▶ Task brief
List every line of the rows below that contains the string "support", copying each such line in full and matching case.

**** Records for processing ****

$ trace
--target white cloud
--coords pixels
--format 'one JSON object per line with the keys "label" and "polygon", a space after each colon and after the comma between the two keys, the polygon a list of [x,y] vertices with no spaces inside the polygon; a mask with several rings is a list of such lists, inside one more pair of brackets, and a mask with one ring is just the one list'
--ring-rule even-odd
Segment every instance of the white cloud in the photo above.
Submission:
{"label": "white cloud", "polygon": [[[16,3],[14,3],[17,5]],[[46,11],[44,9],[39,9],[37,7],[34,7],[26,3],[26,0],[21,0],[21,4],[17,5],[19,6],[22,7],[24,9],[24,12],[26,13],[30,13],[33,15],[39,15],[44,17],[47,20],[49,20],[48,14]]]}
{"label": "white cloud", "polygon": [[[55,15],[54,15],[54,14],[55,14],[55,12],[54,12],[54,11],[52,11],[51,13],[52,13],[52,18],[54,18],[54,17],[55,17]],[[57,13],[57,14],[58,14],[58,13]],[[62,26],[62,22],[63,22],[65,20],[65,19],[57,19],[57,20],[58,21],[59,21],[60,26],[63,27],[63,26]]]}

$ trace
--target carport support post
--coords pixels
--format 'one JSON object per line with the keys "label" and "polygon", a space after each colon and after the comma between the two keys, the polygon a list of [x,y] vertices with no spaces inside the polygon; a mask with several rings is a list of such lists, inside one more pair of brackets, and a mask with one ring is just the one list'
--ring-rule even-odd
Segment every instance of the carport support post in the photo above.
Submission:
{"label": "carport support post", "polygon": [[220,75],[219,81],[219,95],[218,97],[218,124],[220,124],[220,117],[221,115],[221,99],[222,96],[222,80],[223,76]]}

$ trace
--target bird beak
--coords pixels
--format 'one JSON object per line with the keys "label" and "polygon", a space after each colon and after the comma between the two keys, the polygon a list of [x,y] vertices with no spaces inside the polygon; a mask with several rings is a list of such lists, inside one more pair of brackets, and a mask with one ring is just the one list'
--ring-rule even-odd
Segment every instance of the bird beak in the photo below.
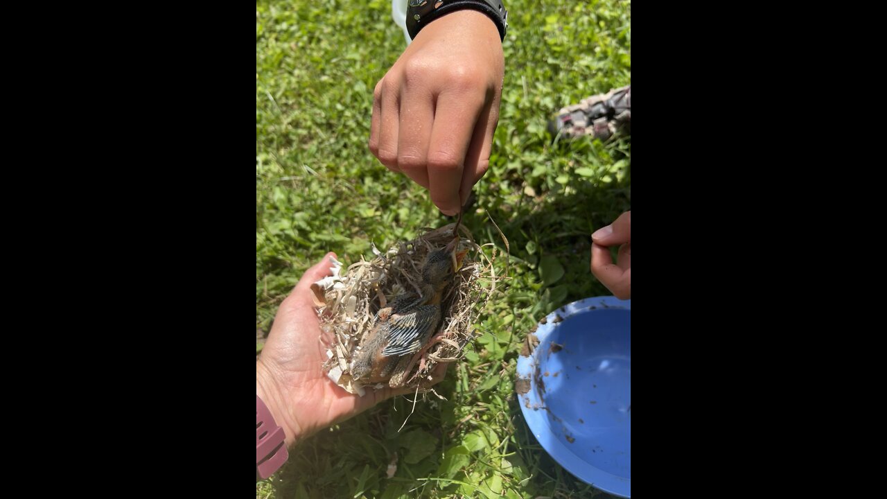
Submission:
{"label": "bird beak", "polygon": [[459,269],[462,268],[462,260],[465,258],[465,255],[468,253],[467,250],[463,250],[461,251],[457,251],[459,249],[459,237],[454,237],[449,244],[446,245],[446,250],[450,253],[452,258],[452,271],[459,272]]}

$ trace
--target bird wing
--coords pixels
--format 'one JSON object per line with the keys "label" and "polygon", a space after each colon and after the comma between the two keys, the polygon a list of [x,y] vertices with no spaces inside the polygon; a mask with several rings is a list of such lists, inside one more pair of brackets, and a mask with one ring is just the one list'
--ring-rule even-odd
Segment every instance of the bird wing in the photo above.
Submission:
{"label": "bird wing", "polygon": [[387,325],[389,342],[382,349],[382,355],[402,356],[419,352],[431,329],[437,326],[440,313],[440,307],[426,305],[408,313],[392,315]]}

****
**** Records for processing ****

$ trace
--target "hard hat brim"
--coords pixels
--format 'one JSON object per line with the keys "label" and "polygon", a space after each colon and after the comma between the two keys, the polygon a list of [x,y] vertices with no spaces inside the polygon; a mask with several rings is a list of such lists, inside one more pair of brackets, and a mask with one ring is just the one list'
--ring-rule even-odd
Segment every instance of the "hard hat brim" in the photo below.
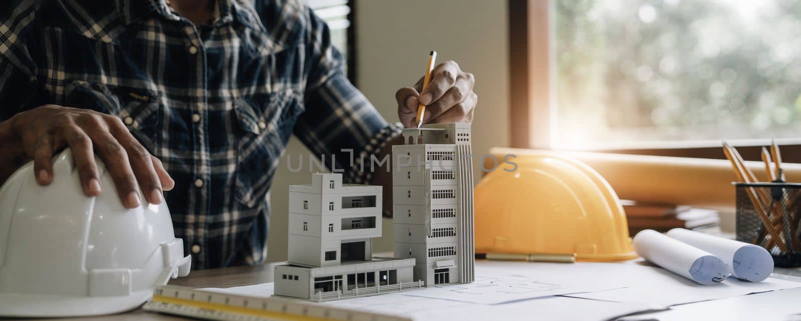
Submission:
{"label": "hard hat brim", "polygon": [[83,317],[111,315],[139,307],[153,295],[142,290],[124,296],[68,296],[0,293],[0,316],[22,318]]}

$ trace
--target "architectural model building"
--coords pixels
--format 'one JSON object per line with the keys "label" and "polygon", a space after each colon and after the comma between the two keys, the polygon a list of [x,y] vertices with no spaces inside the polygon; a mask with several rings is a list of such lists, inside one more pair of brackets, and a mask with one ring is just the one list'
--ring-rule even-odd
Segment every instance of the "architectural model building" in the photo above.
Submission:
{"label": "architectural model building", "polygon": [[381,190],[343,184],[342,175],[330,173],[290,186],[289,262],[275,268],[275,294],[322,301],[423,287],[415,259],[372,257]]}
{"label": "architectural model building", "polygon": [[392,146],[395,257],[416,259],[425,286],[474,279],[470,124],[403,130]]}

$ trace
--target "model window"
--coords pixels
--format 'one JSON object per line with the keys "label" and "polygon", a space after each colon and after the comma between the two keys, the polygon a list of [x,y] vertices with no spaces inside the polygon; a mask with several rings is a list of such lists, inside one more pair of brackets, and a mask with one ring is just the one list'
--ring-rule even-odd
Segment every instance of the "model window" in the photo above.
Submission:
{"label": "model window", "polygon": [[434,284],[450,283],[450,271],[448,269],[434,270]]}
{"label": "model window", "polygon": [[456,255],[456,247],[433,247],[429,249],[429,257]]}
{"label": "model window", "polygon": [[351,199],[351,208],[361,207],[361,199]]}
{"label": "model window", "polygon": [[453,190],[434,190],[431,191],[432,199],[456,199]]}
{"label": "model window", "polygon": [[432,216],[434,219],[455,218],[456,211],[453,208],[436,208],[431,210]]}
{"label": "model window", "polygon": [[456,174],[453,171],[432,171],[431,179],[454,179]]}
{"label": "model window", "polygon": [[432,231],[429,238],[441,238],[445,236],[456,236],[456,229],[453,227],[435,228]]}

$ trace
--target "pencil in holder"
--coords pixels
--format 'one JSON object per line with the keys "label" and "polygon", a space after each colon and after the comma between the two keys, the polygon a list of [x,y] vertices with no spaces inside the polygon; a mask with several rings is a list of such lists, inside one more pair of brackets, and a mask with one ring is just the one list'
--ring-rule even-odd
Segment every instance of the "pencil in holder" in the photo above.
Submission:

****
**** Records for processing ****

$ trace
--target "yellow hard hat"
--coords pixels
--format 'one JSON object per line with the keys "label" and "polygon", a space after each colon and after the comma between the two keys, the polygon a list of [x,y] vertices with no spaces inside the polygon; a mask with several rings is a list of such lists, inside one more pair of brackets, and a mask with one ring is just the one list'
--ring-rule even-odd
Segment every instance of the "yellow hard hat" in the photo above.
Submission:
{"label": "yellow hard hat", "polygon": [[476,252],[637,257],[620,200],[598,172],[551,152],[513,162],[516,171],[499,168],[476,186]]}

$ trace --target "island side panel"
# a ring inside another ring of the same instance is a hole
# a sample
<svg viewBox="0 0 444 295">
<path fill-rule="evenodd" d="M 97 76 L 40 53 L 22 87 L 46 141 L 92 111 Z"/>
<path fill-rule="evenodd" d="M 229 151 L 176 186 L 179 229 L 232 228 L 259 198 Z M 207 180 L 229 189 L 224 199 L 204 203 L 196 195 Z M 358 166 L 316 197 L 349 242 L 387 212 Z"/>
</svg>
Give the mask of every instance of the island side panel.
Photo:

****

▶ Solution for this exercise
--target carport support post
Segment every instance of the carport support post in the photo above.
{"label": "carport support post", "polygon": [[220,75],[219,81],[219,95],[218,97],[218,124],[220,124],[220,117],[221,115],[221,99],[222,96],[222,80],[223,76]]}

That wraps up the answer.